> **The problem**:
Copy out word for word everything in the entries below from the line containing "Would you mind pointing at the red banner" down to the line containing "column 432, row 337", including both of those lines.

(Dataset entries about object locations)
# # #
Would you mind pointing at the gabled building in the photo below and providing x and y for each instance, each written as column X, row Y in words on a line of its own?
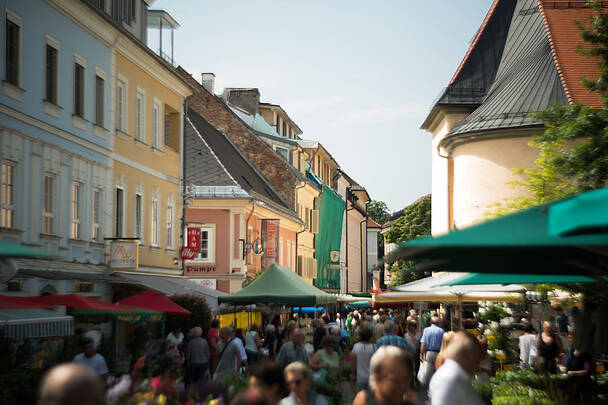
column 522, row 60
column 245, row 225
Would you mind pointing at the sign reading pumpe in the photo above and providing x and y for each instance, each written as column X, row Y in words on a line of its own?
column 270, row 241
column 124, row 255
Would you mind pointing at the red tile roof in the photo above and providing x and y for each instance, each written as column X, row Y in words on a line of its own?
column 372, row 224
column 564, row 35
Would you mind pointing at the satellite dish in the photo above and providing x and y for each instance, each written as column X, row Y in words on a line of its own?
column 8, row 269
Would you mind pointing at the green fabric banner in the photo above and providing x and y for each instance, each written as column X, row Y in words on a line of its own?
column 331, row 213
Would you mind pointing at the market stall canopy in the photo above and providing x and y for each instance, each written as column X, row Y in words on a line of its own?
column 281, row 286
column 516, row 243
column 79, row 301
column 499, row 278
column 19, row 324
column 155, row 302
column 586, row 213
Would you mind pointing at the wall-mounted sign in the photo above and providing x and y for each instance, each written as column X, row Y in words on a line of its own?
column 270, row 241
column 186, row 253
column 194, row 239
column 199, row 268
column 124, row 255
column 206, row 282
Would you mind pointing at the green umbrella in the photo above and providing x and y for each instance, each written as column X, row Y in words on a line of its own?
column 279, row 285
column 504, row 279
column 517, row 243
column 585, row 213
column 8, row 250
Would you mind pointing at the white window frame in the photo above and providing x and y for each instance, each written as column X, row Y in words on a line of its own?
column 96, row 212
column 139, row 218
column 76, row 210
column 80, row 60
column 8, row 208
column 49, row 215
column 158, row 121
column 155, row 222
column 170, row 225
column 140, row 116
column 53, row 43
column 210, row 245
column 102, row 75
column 17, row 20
column 122, row 104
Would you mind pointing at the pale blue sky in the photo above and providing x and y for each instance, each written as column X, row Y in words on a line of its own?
column 358, row 76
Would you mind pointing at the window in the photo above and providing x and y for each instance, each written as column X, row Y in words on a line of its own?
column 138, row 216
column 121, row 106
column 7, row 194
column 140, row 105
column 206, row 253
column 167, row 129
column 99, row 100
column 95, row 228
column 118, row 213
column 75, row 213
column 52, row 64
column 156, row 124
column 48, row 197
column 169, row 219
column 78, row 90
column 155, row 236
column 11, row 60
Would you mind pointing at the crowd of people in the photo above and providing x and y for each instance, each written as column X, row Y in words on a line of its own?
column 367, row 357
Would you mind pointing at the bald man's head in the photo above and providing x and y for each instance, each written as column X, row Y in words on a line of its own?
column 464, row 349
column 71, row 384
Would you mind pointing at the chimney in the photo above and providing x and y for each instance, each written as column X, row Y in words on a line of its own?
column 208, row 81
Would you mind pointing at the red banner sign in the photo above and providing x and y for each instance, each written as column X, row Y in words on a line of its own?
column 187, row 253
column 194, row 239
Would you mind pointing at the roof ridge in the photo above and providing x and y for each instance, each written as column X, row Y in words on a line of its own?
column 210, row 149
column 480, row 31
column 558, row 66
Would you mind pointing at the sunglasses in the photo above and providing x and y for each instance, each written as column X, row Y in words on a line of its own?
column 295, row 382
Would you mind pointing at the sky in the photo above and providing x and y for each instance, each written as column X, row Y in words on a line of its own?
column 358, row 76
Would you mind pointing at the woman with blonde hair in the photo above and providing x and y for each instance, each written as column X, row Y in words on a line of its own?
column 447, row 337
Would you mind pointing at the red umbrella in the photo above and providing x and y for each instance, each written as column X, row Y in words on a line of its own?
column 156, row 302
column 78, row 301
column 7, row 302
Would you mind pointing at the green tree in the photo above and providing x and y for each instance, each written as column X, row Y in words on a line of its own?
column 378, row 211
column 415, row 222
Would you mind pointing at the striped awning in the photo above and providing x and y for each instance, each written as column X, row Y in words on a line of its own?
column 19, row 324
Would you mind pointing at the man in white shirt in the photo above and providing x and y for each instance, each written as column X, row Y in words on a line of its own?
column 92, row 359
column 452, row 382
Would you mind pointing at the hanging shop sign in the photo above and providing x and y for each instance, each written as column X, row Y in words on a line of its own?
column 124, row 255
column 270, row 241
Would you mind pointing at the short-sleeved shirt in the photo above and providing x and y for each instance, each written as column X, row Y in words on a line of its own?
column 363, row 353
column 97, row 363
column 394, row 340
column 432, row 337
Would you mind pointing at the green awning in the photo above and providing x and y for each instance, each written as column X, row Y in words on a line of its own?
column 280, row 286
column 585, row 213
column 138, row 315
column 497, row 278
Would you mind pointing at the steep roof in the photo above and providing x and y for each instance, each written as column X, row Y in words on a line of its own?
column 225, row 165
column 526, row 81
column 559, row 18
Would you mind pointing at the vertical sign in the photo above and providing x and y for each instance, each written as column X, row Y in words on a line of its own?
column 270, row 241
column 194, row 239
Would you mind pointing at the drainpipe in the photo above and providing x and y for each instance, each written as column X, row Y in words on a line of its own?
# # #
> **Result of this task**:
Would you mind pointing at the red banner sign in the photo above and providing x and y for each instance, each written as column X, row Y in words on a line of its own?
column 187, row 253
column 194, row 239
Would you mind pointing at the roof ridge in the photo above and providing x and y for each instance, each written as column X, row Y in words on a line of its own?
column 210, row 149
column 480, row 31
column 558, row 66
Would you mind pointing at the sunglasses in the photo above and providing x and y for each instance, each written as column X, row Y in words on a line of its own?
column 295, row 382
Would you mind pointing at the sky in the photo above and providing x and y for each instance, each written as column X, row Y in words on a line of its own?
column 358, row 76
Would you mind pointing at the woman with blonde hair in the photo above and providing x and y for each instance, each written as column X, row Y in words on a line of its own?
column 447, row 337
Would you mind pointing at the red umbrella in the photo above and providing x and y for each instance, each written as column X, row Y in words on a line of its own?
column 156, row 302
column 78, row 301
column 7, row 302
Would you mind pointing at the green tree in the photo above and providing x and y for each instance, each written as column X, row Y in words on a line of its own?
column 378, row 211
column 415, row 222
Would you mind pointing at the striped awning in the photo above and providing x and y for each instance, each written as column X, row Y in words on a line of its own?
column 19, row 324
Would you mind pointing at the man in white shirt in the photo above and providing x and y for each instance, each written as column X, row Y in words on a line of its own?
column 92, row 359
column 452, row 382
Would you mind pointing at the hanging shop sign in the photo above and providing x and y for each instance, each written as column X, row Y in words on a line of its own?
column 124, row 255
column 270, row 241
Would you mind pointing at the short-sleeved shirt in the photo above and providing x and y for each instance, each written as column X, row Y in words on a line of its own?
column 363, row 353
column 97, row 363
column 394, row 340
column 432, row 337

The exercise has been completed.